* begin Record extracts *

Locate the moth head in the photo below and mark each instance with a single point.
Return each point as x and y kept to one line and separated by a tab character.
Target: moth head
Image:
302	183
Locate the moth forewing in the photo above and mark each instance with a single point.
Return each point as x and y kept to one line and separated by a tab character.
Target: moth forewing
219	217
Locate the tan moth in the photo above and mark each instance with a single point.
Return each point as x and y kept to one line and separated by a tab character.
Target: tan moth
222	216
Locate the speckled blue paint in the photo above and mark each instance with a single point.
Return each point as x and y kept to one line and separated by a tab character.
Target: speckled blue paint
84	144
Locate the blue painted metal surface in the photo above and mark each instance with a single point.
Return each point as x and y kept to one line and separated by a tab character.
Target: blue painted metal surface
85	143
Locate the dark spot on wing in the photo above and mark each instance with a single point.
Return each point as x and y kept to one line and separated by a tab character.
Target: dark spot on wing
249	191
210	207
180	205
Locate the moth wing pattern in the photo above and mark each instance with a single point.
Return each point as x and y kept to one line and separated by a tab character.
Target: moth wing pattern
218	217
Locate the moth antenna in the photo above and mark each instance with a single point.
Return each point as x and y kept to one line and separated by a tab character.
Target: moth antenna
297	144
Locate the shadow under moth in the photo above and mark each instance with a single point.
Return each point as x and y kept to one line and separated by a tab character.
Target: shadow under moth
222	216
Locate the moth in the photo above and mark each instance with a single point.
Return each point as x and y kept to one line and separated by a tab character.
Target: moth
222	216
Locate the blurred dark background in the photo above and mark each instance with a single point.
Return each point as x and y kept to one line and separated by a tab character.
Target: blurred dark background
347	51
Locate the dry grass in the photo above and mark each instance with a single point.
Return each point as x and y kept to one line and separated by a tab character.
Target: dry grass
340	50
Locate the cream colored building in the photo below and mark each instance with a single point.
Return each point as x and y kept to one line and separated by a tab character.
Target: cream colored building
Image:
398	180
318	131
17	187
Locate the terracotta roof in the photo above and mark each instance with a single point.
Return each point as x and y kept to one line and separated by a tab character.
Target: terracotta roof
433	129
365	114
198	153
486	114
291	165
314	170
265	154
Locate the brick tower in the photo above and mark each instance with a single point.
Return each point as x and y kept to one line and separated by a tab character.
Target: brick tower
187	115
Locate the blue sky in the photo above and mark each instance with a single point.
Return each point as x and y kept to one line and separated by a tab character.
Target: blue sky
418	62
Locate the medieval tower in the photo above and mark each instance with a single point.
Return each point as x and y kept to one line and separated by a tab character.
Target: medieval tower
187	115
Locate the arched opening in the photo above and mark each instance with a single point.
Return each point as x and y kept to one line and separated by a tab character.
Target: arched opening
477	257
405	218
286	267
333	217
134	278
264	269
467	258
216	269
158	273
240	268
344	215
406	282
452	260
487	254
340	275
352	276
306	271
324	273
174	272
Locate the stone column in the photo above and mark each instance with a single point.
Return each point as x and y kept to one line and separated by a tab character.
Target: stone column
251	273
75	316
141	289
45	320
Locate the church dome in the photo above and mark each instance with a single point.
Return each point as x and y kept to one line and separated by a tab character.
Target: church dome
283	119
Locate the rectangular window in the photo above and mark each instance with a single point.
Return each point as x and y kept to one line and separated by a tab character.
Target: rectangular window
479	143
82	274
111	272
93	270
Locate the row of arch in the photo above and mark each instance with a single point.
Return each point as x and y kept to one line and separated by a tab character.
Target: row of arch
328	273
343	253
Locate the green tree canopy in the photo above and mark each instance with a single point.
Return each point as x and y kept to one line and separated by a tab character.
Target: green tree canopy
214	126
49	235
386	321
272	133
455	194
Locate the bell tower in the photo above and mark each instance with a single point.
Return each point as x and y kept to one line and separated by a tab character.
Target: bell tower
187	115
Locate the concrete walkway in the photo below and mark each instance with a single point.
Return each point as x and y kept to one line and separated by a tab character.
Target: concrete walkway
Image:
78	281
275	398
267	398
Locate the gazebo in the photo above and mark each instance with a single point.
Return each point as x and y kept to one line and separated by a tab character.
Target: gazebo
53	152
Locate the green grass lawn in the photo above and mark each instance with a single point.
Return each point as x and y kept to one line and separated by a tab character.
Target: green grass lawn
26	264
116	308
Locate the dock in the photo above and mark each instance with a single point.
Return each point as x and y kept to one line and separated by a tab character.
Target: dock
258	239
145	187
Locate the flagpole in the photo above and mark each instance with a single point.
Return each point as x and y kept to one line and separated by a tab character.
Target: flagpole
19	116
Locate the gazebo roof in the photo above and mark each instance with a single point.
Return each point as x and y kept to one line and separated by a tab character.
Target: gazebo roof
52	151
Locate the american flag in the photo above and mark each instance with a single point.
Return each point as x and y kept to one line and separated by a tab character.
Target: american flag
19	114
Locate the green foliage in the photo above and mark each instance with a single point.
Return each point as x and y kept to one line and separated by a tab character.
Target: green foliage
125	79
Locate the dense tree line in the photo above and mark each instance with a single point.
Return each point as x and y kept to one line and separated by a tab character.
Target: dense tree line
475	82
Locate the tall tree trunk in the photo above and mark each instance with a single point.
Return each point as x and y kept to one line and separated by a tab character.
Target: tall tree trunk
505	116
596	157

* end Record extracts *

Recast every line of the records above as a numbered list, leaving out blank lines.

*Result*.
1. Locate the moth head in the photo below and mark each instance with a single point.
2. Return each point as x and y kept to one line and separated by a tab character.
3. Target: moth head
4. Image:
5. 302	183
6. Locate the moth forewing in the photo above and mark each instance with a single point.
7. Return each point as x and y kept to one line and separated by a tab character.
8. Target: moth forewing
9. 219	217
10. Locate the tan moth in the photo above and mark each instance with a single point.
11. Return each point as x and y kept to one line and separated by a tab character.
12. Target: tan moth
13. 222	216
14. Locate the speckled blue paint in the photo above and mark each instance with a single point.
15. Return each point as x and y kept to one line and separated by a tab character.
16. Target: speckled blue paint
17. 84	144
18. Locate the blue painted metal surface in the photo above and mark each instance with a single point.
19. Return each point as x and y kept to one line and separated by a tab character.
20. Target: blue painted metal surface
21. 85	143
22. Locate the dark spot on wing in the photo above and mark each instance with a single point.
23. Return each point as x and y kept to one line and separated by a tab character.
24. Target: dark spot on wing
25. 249	191
26. 210	207
27. 180	205
28. Locate the moth wing pattern in the photo above and mark each instance with a single point.
29. Return each point as x and y kept to one line and separated by a tab character.
30. Target: moth wing pattern
31. 218	217
32. Locate the moth antenna in the photo above and mark each instance with a single point.
33. Return each point as x and y kept to one line and separated by a tab character.
34. Target: moth antenna
35. 297	144
36. Locate the shadow under moth in the photo above and mark each instance with a single point.
37. Return each point as x and y kept to one line and separated by a tab character.
38. Target: shadow under moth
39. 222	216
40. Locate the moth in the photo above and mark each instance with a single point.
41. Return each point as x and y kept to one line and separated by a tab character.
42. Target: moth
43. 222	216
44. Locate the blurred dark background in the photo above and mark each instance with a single point.
45. Return each point as x and y kept to one line and separated by a tab character.
46. Target: blurred dark background
47. 347	51
48. Locate the dry grass in the photo above and mark each instance with a single point.
49. Return each point as x and y kept to one line and separated by a tab character.
50. Target: dry grass
51. 340	50
52. Locate the cream colored building in the photo below and mark each instance with a single point.
53. Return each point as x and y kept to one line and separated by a tab character.
54. Target: cream colored building
55. Image:
56. 398	180
57. 318	131
58. 17	187
59. Locate the terracotta roof in the photo above and mark each instance with a single point.
60. Return each point as x and y kept to one line and separated by a tab character.
61. Target: terracotta roof
62. 433	129
63. 365	114
64. 198	153
65. 486	114
66. 291	165
67. 314	170
68. 265	154
69. Locate the brick tower in the photo above and mark each instance with a single point.
70. Return each point as x and y kept to one line and separated by a tab character.
71. Target: brick tower
72. 187	115
73. Locate the blue sky in the photo above and mark each instance with a single point.
74. Return each point as x and y kept to one line and separated by a tab character.
75. Target: blue sky
76. 418	62
77. Locate the medieval tower in the photo above and mark each instance with a single point.
78. Return each point as x and y kept to one line and separated by a tab character.
79. Target: medieval tower
80. 187	115
81. Locate the arched opening in the photo above and mark each instance with a single point.
82. Return each point as x and y kept to one line and separated by a tab character.
83. Target: arched opening
84. 477	257
85. 405	218
86. 286	267
87. 333	217
88. 134	278
89. 264	269
90. 467	258
91. 216	269
92. 158	273
93. 240	268
94. 344	215
95. 406	282
96. 452	260
97. 487	254
98. 340	275
99. 352	276
100. 306	271
101. 324	273
102. 174	272
103. Locate the stone column in the photo above and mark each instance with a single point.
104. Return each point as x and y kept to one line and separated by a tab character.
105. Target: stone column
106. 251	273
107. 75	316
108. 141	289
109. 45	320
110. Locate the church dome in the photo above and mark each instance with a single point.
111. Return each point as x and y kept to one line and separated by a tab character.
112. Target: church dome
113. 283	119
114. Locate the rectangular window in the photo above and mark each instance with a single point.
115. Return each point as x and y kept to one line and separated by a tab character.
116. Target: rectangular window
117. 479	143
118. 82	274
119. 111	272
120. 93	270
121. Locate the row of arch in the photo above and mark each instance with a single point.
122. Return each point as x and y kept to one line and separated by a tab character.
123. Target: row of arch
124. 328	273
125. 343	253
126. Locate the green tree canopy in the photo above and mark each instance with a single point.
127. Return each point as x and y kept to one line and separated by a tab character.
128. Target: green tree canopy
129. 214	126
130. 49	235
131. 386	321
132. 272	133
133. 455	194
134. Locate the bell tower in the photo above and mark each instance with a single point.
135. Return each point as x and y kept to one line and separated by a tab character.
136. Target: bell tower
137. 187	115
138. Locate the concrete walkway in the photo below and mark each instance with a single point.
139. Return each point as x and y kept to one line and separated by a tab character.
140. Target: concrete walkway
141. Image:
142. 78	281
143. 275	398
144. 267	398
145. Locate the gazebo in the photo above and mark each instance with a single point.
146. Return each point as x and y kept to one line and separated by a tab character.
147. Target: gazebo
148. 53	152
149. Locate the green grass lawn in the photo above and mark each instance with a single point.
150. Return each point as x and y kept to one line and separated by a tab character.
151. Target: green grass lawn
152. 26	264
153. 116	308
154. Locate the dock in the photo above and mark each instance with a single point.
155. Return each point as x and y kept to one line and separated by a tab character.
156. Target: dock
157. 258	239
158. 145	187
159. Locate the flagpole in the photo above and mark each instance with a single point.
160. Return each point as x and y kept to one line and separated by a tab character.
161. Target: flagpole
162. 19	116
163. Locate the gazebo roof in the photo above and mark each instance with a single point.
164. Return each point as x and y kept to one line and separated by a tab character.
165. Target: gazebo roof
166. 52	151
167. Locate the american flag in the photo above and mark each instance with a single point.
168. Return each point as x and y kept to one line and separated by a tab character.
169. Target: american flag
170. 19	114
171. Locate the green foliage in the photo above and mark each instance with a single point.
172. Return each point as x and y kept to one line and separated by a tab character.
173. Target: green foliage
174. 125	79
175. Locate the dense tree line in the photo above and mark each instance with a single point.
176. Return each point as x and y kept to one line and separated by a tab character.
177. Target: dense tree line
178. 475	82
179. Locate the tall tree trunk in the photo above and mark each instance with a single point.
180. Return each point as x and y kept to one line and separated by a tab character.
181. Target: tall tree trunk
182. 505	116
183. 596	157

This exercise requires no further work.